Le trentième anniversaire de la Constitution

Sep 29, 1988 | Res Publica

 

Le trentième anniversaire de la Constitution de 1958 ne saurait être passé sous silence, et pourtant nous avons tant commenté ses principes et son évolution qu’il y a risque de parcourir à nouveau des sentiers battus et rebattus.

Ce risque, il faut le prendre allègrement. D’abord pour informer ceux qui s’étonnent que des royalistes puissent admettre une Constitution républicaine, la défendre au besoin, et soutenir celui qui, depuis plus de sept ans, préside nos institutions et garantit leur bon fonctionnement. Ensuite parce que ce qui nous paraît être la simple reprise de jugements maintes fois énoncés permet parfois de mieux éclairer une démarche qui semblait obscure ou insensée à certains de nos lecteurs familiers. De ces révélations soudaines, dues à un simple changement de style ou de méthode d’exposition, nous avons de nombreux exemples qui illustrent la difficulté de ce qu’on appelle « communication ».

FORCES ET FAIBLESSES

Sous une forme volontairement schématique, donc incomplète, je tiens donc à rappeler les trois bienfaits, les trois faiblesses et les trois réformes possibles de notre Constitution, en commençant par ce qui suscite dans notre pays une large approbation, explicite ou non.

– Nul ne s’étonnera que des royalistes soit particulièrement sensibles au souci de légitimité qui fonde toute notre architecture institutionnelle. Cette légitimité est due à un consentement plus nettement exprimé qu’au temps des présidents « élus du seigle et de la châtaigne » (3ème et 4ème République), à un principe du service de la nation qui l’emporte sur l’expression contradictoire des intérêts représentés, et au respect d’une règle de droit qui s’impose au chef de l’Etat comme aux majorités successives. Certes, il manque le fondement historique de cette légitimité retrouvée, c’est à dire le lien avec l’origine, l’expression et l’incarnation de l’ensemble de l’aventure collective. Mais, depuis 1958, il y a eu plus qu’un progrès : une révolution dans la conception du pouvoir.

– De ces principes de légitimité, plus ou moins compris et respectés, résulte l’autorité du chef de l’Etat que la Constitution rétablit, en théorie et parfois en pratique, dans son indépendance (relative), dans sa fonction arbitrale qui est la première condition de la justice sociale, et en lui reconnaissant une nécessaire capacité de décision – non sans contrôle ni limites comme il se doit. C’est en ce sens que la Constitution a renoué avec notre conception traditionnelle de l’Etat, tel qu’il a été créé, défini et organisé par la monarchie capétienne, dont les intentions majeures ont été reprises et modernisées par le général de Gaulle.

– Comme on peut le constater, tout particulièrement depuis 1981, cette référence à notre tradition politique fondatrice n’exclut pas, au contraire, une grande souplesse d’adaptation. D’abord présentée comme un texte taillé par de Gaulle à sa mesure, notre Constitution a survécu au départ de son fondateur et aux fantasmes giscardiens avant de surmonter l’épreuve de la cohabitation. Elle ne paraît pas non plus trop mal armée pour supporter l’absence de majorité absolue à l’Assemblée nationale.

——————

## Consignes
A) Dans le texte sur le trentième anniversaire de la Constitution, reprenez le passage allant de « Sep 29, 1988 » à « battus et rebattus. » en substituant « chemins » à « sentiers ».
B) Recopiez sans rien changer les enregistrements, depuis leur début jusqu'à la ligne contenant « [[271, 89, 302, 124]] », celle-ci comprise.

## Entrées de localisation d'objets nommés
——————

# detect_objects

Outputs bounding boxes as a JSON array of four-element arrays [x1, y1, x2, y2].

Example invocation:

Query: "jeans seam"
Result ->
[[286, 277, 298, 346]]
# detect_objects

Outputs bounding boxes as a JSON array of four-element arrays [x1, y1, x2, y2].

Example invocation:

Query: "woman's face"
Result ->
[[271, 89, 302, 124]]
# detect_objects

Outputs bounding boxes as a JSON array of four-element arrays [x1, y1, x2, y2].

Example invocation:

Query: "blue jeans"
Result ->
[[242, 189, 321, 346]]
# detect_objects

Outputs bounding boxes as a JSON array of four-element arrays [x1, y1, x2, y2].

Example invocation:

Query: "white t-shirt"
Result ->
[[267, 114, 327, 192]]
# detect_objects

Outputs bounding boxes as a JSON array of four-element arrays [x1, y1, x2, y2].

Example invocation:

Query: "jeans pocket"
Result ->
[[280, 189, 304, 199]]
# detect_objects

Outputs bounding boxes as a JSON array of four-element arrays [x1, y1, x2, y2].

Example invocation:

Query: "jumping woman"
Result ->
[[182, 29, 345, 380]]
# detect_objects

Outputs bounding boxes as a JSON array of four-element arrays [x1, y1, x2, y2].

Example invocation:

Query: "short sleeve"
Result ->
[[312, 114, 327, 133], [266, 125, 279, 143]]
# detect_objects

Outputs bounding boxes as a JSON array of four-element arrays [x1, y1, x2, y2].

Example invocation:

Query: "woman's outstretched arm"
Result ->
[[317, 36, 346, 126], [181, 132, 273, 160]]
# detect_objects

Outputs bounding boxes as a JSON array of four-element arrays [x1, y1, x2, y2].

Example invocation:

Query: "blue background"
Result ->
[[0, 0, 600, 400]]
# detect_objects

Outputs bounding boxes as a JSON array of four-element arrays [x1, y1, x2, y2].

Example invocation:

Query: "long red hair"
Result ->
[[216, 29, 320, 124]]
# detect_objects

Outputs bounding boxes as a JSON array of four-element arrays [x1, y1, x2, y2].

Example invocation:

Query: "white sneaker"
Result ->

——————

## Réponses par consigne
A)
Sep 29, 1988 | Res Publica

 

Le trentième anniversaire de la Constitution de 1958 ne saurait être passé sous silence, et pourtant nous avons tant commenté ses principes et son évolution qu’il y a risque de parcourir à nouveau des chemins battus et rebattus.

B)
# detect_objects

Outputs bounding boxes as a JSON array of four-element arrays [x1, y1, x2, y2].

Example invocation:

Query: "jeans seam"
Result ->
[[286, 277, 298, 346]]
# detect_objects

Outputs bounding boxes as a JSON array of four-element arrays [x1, y1, x2, y2].

Example invocation:

Query: "woman's face"
Result ->
[[271, 89, 302, 124]]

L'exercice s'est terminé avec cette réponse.